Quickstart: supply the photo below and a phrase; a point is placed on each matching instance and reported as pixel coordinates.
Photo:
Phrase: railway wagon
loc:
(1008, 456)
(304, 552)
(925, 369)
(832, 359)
━━━━━━━━
### Work required
Nothing in the records may change; output all of them exactly.

### Problem solution
Quickstart: supply the photo below and a phrase; a point is placed on each matching instance and reported as pixel coordinates.
Photo:
Phrase: railway wagon
loc:
(1008, 456)
(304, 552)
(925, 369)
(832, 359)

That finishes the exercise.